WHAT IS EXPECTED
Continue the review of Masamune Shirow's manga Dominion, picking up after its final sentence.

EXTRACTED TEXT
Once upon a time, Masamune Shirow could be relied on to churn out all sorts of interesting one-shot sci-fi stories. Most of them have been overshadowed by the massive success of Ghost in the Shell, and that's unfortunate. They weren't always masterpieces of transhumanism, but they were interesting in their own right.
DOMINION, by Masamune Shirow. First published in 1986 and first published in North America in 2000.
In the future, the skies are brimming with dangerous bacteria. Humanity has done everything to protect itself from the air, be it the strange pod-like beings they live in or the filter masks they wear outside. It's not enough to protect the people from everyday criminals like the thief Buaku and his catgirl henchwomen Annapuma and Unipuma. The only force capable of stopping them is the Tank Police, a hardscrabble group of cops dedicated to stopping crime (if not so much toward stopping collateral damage or pleasing their superiors).
You know what people forget about Masamune Shirow manga? How funny they can be at times. This quality has mostly been lost thanks to Ghost In the Shell's overwhelmingly serious reputation and Shirow's own descent into overly oiled-up porn, but he was always good at combining sci-fi funkiness with a sometimes off-beat and sometimes dark sense of humor. Dominion is no exception to this.
For the longest time, I was convinced that this manga was either ripping off or parodying Patlabor. It's not hard to see where I would get that idea, considering this is a manga about a spunky red-headed lady cop surrounded by a bunch of misfits and weirdos who work together to police the city. Yet Dominion came out three years before the first OVA. Was Patlabor ripping off this instead? I'll leave that answer to those who know more about that franchise than I.
I will say that I do like our heroine, Leona. While the rest of the tank squad are based around a single gimmick, Leona has at least a few dimensions to her. She's brave and committed to her cause, and over the course of the story she becomes something of a gearhead where her tank is concerned. While there is a romantic subplot between her and one of her other squadmates, it's a very minor one and she remains mostly oblivious to his attentions.

PROVIDED DATA

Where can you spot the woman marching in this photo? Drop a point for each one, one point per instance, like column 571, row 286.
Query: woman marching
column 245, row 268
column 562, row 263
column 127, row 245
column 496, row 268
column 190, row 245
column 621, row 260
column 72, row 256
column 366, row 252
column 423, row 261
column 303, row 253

==

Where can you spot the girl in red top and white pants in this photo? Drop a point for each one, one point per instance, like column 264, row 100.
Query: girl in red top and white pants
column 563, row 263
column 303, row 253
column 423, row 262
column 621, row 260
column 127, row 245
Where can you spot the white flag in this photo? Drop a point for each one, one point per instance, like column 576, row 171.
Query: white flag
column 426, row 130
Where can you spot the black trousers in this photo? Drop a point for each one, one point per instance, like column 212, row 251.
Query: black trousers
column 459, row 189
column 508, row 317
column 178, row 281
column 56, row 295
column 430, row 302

RESULT OF THE TASK
It certainly does have a lot in common with most of Shirow's other works before and after its release. You've got a group of crime-fighters led by a strong, capable woman who use short, squat tanks with weirdly insect-like parts. While Shirow's vision of the future is an interesting fusion of Blade Runner-style noir with a funky, biological edge, it's also got an off-beat sense of humor that I find weirdly appealing. Maybe it's just because the villains' plans are themselves so ridiculous. When they're not stealing things like artifical plant beings or a bunch of babies, ,they're simply enacting petty revenge against the tank police. Most of the time, it comes off like a big dumb sci-fi blockbuster and I feel like that's the best way to approach Dominion.
Shirow's style here is a bit looser than what people associate with him from later works. The characters are fairly average (at least for him) with the exception of the bombshell proportions on the Puma sisters and the plant girl. True to form, he does manage to slip in some fanservice in the form of bare boobs and casual nudity. Still, you can tell how much fun he had drawing all the tanks and other mechanical designs, along with the big bug-eyed overreactions. He also gives the city a rough, dingy look, but he uses a lot of larger panels to give all that detail some space to breathe.
I read this from the first, flipped edition. I'm not aware of any major differences between the two, but I did enjoy the additional notes from Shirow about his ideas for this story, the appeal of the tanks, and some concept art.
Dominion is good old-school sci-fi action. It may not be exploring any deep thoughts on humanity or technology but it's enjoyable all the same. It's a prime example of what Shirow could do in his prime.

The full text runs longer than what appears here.